(Provided data):
━━━━━━━━━━━━━━━━
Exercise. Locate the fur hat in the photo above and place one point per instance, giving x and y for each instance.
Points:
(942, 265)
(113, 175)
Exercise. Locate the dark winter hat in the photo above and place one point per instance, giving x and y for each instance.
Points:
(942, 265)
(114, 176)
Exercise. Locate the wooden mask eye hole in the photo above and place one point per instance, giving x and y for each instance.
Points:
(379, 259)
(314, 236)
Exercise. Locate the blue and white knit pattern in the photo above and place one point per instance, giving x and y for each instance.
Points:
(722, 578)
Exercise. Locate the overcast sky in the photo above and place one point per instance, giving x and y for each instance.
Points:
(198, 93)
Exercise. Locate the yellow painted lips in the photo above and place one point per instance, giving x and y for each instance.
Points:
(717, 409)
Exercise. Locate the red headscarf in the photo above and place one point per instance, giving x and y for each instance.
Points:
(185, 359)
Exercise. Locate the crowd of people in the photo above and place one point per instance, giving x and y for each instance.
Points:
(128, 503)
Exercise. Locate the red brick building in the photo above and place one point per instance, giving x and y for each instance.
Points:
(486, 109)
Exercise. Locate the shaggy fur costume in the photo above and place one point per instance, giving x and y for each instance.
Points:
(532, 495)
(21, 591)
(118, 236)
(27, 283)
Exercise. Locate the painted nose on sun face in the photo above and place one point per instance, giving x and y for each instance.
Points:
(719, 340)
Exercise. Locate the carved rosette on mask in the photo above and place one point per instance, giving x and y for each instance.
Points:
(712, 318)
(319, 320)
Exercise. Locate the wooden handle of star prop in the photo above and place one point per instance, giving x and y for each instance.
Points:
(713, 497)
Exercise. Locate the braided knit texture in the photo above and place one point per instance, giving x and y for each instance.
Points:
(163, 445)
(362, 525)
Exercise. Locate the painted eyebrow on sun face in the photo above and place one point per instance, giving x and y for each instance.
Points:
━━━━━━━━━━━━━━━━
(Written instruction):
Repeat the records above exactly, leaving none out.

(Exercise result):
Exercise. Locate the fur hat in the photo above and place one point per instance, giving x and y for each instance.
Points:
(942, 265)
(113, 175)
Exercise. Locate the dark winter hat in the photo above and place one point per instance, giving x and y for each instance.
Points:
(942, 265)
(114, 176)
Exercise. Locate the wooden mask eye hole in the photo above and place one point per instance, giving x and y for each instance.
Points:
(379, 259)
(314, 236)
Exercise. Locate the blue and white knit pattern in the photo above and place one point per instance, giving x and y for each instance.
Points:
(722, 578)
Exercise. Locate the overcast sky in the photo above and place one point per instance, giving x and y for each instance.
Points:
(198, 93)
Exercise. Locate the yellow painted lips in the photo above and place one point per instance, giving x and y for each instance.
Points:
(717, 409)
Exercise. Locate the red headscarf in the photo above and place one point per instance, giving x and y for each instance.
Points:
(185, 359)
Exercise. Locate the crowd of people in the photo above and place one point per instance, giving x and y for each instance.
Points:
(128, 503)
Exercise. Locate the red brick building in the photo above and place one point per instance, giving x and y for each instance.
Points:
(486, 109)
Exercise. Locate the shaggy fur costume in the photo above and place one point per instance, giving x and y for each instance.
Points:
(532, 495)
(21, 591)
(118, 236)
(27, 283)
Exercise. Locate the painted nose on sun face in the photo above and place one point per instance, giving x and y for each instance.
Points:
(719, 340)
Exercise. Locate the carved rosette on mask in the photo above and place one point per instance, giving x and y for each instance.
Points:
(712, 318)
(319, 320)
Exercise. Locate the wooden handle of star prop in the photo above and place one point per instance, giving x and y for each instance.
Points:
(713, 497)
Exercise. Locate the braided knit texture in the photo above and place one point per instance, giving x and y for each instance.
Points:
(163, 445)
(362, 525)
Exercise. Locate the painted eyebrow on sun face in the photo above and place one point per instance, giving x and y for each instance.
Points:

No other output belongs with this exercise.